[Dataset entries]
╭──

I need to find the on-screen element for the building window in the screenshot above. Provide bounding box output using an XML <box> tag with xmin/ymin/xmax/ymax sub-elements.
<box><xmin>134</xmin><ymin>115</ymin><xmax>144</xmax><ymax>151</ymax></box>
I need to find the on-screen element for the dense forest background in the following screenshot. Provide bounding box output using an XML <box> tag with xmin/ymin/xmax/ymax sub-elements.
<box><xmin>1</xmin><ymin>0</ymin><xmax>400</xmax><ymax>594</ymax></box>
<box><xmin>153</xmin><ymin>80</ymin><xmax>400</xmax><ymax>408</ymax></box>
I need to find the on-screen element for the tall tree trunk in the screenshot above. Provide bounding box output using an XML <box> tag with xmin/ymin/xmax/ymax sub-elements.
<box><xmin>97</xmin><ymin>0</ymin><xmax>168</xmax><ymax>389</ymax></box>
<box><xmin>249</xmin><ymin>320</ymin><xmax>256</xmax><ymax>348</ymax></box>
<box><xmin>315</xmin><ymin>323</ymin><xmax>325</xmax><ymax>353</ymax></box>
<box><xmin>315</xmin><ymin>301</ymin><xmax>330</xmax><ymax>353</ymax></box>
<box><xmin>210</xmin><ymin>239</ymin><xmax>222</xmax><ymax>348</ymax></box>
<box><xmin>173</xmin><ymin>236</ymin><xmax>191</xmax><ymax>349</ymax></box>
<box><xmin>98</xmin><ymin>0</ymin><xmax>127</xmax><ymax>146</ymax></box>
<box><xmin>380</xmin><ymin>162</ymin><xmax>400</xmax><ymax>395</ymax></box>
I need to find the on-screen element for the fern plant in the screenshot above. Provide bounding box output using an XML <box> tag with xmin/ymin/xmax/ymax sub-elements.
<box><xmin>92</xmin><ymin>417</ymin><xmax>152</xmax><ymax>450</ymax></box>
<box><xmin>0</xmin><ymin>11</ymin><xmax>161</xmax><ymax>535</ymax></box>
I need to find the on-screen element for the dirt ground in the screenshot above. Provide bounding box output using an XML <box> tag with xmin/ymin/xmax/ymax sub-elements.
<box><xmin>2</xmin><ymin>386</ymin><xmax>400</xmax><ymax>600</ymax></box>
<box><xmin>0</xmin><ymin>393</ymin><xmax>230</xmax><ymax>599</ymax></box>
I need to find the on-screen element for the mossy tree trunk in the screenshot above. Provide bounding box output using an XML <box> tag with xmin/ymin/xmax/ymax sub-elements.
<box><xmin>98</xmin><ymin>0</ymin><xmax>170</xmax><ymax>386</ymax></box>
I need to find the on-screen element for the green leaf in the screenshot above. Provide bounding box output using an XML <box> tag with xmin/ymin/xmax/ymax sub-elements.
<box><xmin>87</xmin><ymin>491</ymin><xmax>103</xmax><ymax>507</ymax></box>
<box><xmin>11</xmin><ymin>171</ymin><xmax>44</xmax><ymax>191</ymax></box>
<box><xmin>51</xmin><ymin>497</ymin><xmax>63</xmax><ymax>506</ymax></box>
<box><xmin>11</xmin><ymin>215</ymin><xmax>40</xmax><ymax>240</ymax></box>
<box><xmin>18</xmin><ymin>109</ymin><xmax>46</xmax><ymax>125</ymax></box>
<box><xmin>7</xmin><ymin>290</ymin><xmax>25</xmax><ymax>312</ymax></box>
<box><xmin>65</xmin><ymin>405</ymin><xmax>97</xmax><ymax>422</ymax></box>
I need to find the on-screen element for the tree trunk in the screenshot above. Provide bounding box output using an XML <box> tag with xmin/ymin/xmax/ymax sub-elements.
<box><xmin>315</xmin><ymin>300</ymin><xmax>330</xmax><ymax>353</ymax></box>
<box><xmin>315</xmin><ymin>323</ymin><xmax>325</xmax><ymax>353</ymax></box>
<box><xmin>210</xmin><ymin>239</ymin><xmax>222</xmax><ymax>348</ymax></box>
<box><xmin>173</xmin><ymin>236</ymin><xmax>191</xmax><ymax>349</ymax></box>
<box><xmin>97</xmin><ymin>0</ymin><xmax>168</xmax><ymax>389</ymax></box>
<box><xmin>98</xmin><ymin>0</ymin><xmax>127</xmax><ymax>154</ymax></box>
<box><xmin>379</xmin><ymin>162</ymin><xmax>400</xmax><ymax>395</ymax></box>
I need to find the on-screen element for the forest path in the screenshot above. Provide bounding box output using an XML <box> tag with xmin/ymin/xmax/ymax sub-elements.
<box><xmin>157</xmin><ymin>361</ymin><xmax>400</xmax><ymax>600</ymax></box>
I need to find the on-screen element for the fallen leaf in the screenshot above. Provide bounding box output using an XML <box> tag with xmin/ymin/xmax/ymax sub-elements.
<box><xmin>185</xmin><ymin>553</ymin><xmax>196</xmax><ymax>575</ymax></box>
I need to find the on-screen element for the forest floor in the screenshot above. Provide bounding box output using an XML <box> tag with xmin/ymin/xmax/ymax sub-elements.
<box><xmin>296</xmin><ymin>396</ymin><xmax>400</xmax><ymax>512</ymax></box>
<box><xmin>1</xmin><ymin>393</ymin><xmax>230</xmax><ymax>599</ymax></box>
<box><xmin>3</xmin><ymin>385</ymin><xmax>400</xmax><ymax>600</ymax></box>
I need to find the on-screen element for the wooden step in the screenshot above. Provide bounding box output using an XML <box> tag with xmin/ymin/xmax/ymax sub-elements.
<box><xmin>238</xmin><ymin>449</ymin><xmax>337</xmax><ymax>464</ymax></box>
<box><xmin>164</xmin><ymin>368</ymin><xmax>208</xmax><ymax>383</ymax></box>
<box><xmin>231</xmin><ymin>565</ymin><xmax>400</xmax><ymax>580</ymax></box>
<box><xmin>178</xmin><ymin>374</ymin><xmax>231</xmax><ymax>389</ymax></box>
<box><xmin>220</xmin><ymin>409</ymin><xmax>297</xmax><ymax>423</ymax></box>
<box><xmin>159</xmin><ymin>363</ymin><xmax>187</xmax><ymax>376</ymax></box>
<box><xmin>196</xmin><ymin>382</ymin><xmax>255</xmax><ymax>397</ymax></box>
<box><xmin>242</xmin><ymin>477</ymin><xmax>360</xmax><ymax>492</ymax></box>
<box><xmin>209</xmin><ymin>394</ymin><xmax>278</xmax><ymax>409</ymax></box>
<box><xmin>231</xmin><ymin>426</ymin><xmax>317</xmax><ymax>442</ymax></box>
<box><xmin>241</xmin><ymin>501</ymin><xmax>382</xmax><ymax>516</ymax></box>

╰──

— Your task —
Restate all of the data above. Match it word for word.

— Answer section —
I need to find the on-screen element for the building window in the screenshot above. Provide bounding box output using an XML <box> tag with xmin/ymin/xmax/ymax sub-elements.
<box><xmin>134</xmin><ymin>115</ymin><xmax>144</xmax><ymax>151</ymax></box>
I need to find the on-screen element for the dense forest background in the following screenshot. Provide bounding box output using an XML <box> tag with xmin/ymin/xmax/ymax sub-elements.
<box><xmin>1</xmin><ymin>0</ymin><xmax>400</xmax><ymax>594</ymax></box>
<box><xmin>153</xmin><ymin>80</ymin><xmax>400</xmax><ymax>408</ymax></box>
I need to find the on-screen element for the tall tree trunk in the screenshot above. Provide bounding box output using an XML <box> tag with xmin/ymin/xmax/ymax sub-elements.
<box><xmin>97</xmin><ymin>0</ymin><xmax>168</xmax><ymax>389</ymax></box>
<box><xmin>249</xmin><ymin>320</ymin><xmax>256</xmax><ymax>348</ymax></box>
<box><xmin>315</xmin><ymin>323</ymin><xmax>325</xmax><ymax>353</ymax></box>
<box><xmin>315</xmin><ymin>301</ymin><xmax>330</xmax><ymax>353</ymax></box>
<box><xmin>210</xmin><ymin>239</ymin><xmax>222</xmax><ymax>348</ymax></box>
<box><xmin>173</xmin><ymin>236</ymin><xmax>191</xmax><ymax>349</ymax></box>
<box><xmin>98</xmin><ymin>0</ymin><xmax>127</xmax><ymax>146</ymax></box>
<box><xmin>380</xmin><ymin>162</ymin><xmax>400</xmax><ymax>395</ymax></box>
I need to find the on-screen element for the fern plant in the screenshot above. Provide bounding box output using an XML <box> tag with xmin/ymin/xmax/ymax sub-elements.
<box><xmin>92</xmin><ymin>417</ymin><xmax>152</xmax><ymax>450</ymax></box>
<box><xmin>0</xmin><ymin>11</ymin><xmax>161</xmax><ymax>535</ymax></box>
I need to find the on-screen element for the dirt ground in the screenshot above. Provide bounding box output using an XML <box> tag with xmin/ymin/xmax/ymax sub-elements.
<box><xmin>2</xmin><ymin>386</ymin><xmax>400</xmax><ymax>600</ymax></box>
<box><xmin>0</xmin><ymin>393</ymin><xmax>230</xmax><ymax>599</ymax></box>
I need to find the on-screen element for the mossy tree trunk in the screenshot above. Provide bounding box output using an XML <box> tag with xmin/ymin/xmax/ymax sub-elements.
<box><xmin>98</xmin><ymin>0</ymin><xmax>170</xmax><ymax>386</ymax></box>
I need to find the on-screen element for the green leaf in the screenshot above. Provide bounding box output using an XML <box> tag with xmin/ymin/xmax/ymax sub-elements.
<box><xmin>87</xmin><ymin>491</ymin><xmax>103</xmax><ymax>507</ymax></box>
<box><xmin>11</xmin><ymin>171</ymin><xmax>44</xmax><ymax>191</ymax></box>
<box><xmin>51</xmin><ymin>497</ymin><xmax>63</xmax><ymax>506</ymax></box>
<box><xmin>11</xmin><ymin>215</ymin><xmax>40</xmax><ymax>240</ymax></box>
<box><xmin>18</xmin><ymin>109</ymin><xmax>46</xmax><ymax>125</ymax></box>
<box><xmin>7</xmin><ymin>290</ymin><xmax>25</xmax><ymax>312</ymax></box>
<box><xmin>65</xmin><ymin>405</ymin><xmax>97</xmax><ymax>422</ymax></box>
I need to find the on-screen element for the tree trunk in the screenshot above. Provide bounding box output using an XML <box> tag with xmin/ymin/xmax/ymax sub-elements.
<box><xmin>315</xmin><ymin>300</ymin><xmax>330</xmax><ymax>353</ymax></box>
<box><xmin>315</xmin><ymin>323</ymin><xmax>325</xmax><ymax>353</ymax></box>
<box><xmin>210</xmin><ymin>239</ymin><xmax>222</xmax><ymax>348</ymax></box>
<box><xmin>173</xmin><ymin>236</ymin><xmax>191</xmax><ymax>349</ymax></box>
<box><xmin>97</xmin><ymin>0</ymin><xmax>168</xmax><ymax>389</ymax></box>
<box><xmin>98</xmin><ymin>0</ymin><xmax>127</xmax><ymax>154</ymax></box>
<box><xmin>379</xmin><ymin>162</ymin><xmax>400</xmax><ymax>395</ymax></box>
I need to find the on-screen element for the forest path in the screenshot above. Provide bounding box output using an XML <box> tag with xmin/ymin/xmax/ymax sub-elements.
<box><xmin>157</xmin><ymin>361</ymin><xmax>400</xmax><ymax>600</ymax></box>
I need to find the on-screen element for the fallen leaf in the screenshot above. Provide bounding box output using an XML <box> tag with xmin/ymin/xmax/ymax sub-elements.
<box><xmin>185</xmin><ymin>553</ymin><xmax>196</xmax><ymax>575</ymax></box>
I need to find the on-screen element for the forest floor in the screenshot above. Provide bounding box output using an XML <box> tag with xmin/ymin/xmax/ymax sub-elements.
<box><xmin>296</xmin><ymin>396</ymin><xmax>400</xmax><ymax>512</ymax></box>
<box><xmin>1</xmin><ymin>393</ymin><xmax>230</xmax><ymax>599</ymax></box>
<box><xmin>3</xmin><ymin>385</ymin><xmax>400</xmax><ymax>600</ymax></box>
I need to find the on-screen element for the wooden step in the screenshot above. Provide bounding box output using an XML <box> tag with xmin/ymin/xmax/ymax sub-elements.
<box><xmin>238</xmin><ymin>449</ymin><xmax>337</xmax><ymax>464</ymax></box>
<box><xmin>164</xmin><ymin>368</ymin><xmax>208</xmax><ymax>383</ymax></box>
<box><xmin>231</xmin><ymin>565</ymin><xmax>400</xmax><ymax>580</ymax></box>
<box><xmin>178</xmin><ymin>374</ymin><xmax>231</xmax><ymax>389</ymax></box>
<box><xmin>220</xmin><ymin>409</ymin><xmax>297</xmax><ymax>423</ymax></box>
<box><xmin>159</xmin><ymin>363</ymin><xmax>187</xmax><ymax>376</ymax></box>
<box><xmin>196</xmin><ymin>382</ymin><xmax>255</xmax><ymax>397</ymax></box>
<box><xmin>242</xmin><ymin>477</ymin><xmax>360</xmax><ymax>492</ymax></box>
<box><xmin>209</xmin><ymin>394</ymin><xmax>278</xmax><ymax>409</ymax></box>
<box><xmin>231</xmin><ymin>426</ymin><xmax>317</xmax><ymax>442</ymax></box>
<box><xmin>241</xmin><ymin>501</ymin><xmax>382</xmax><ymax>516</ymax></box>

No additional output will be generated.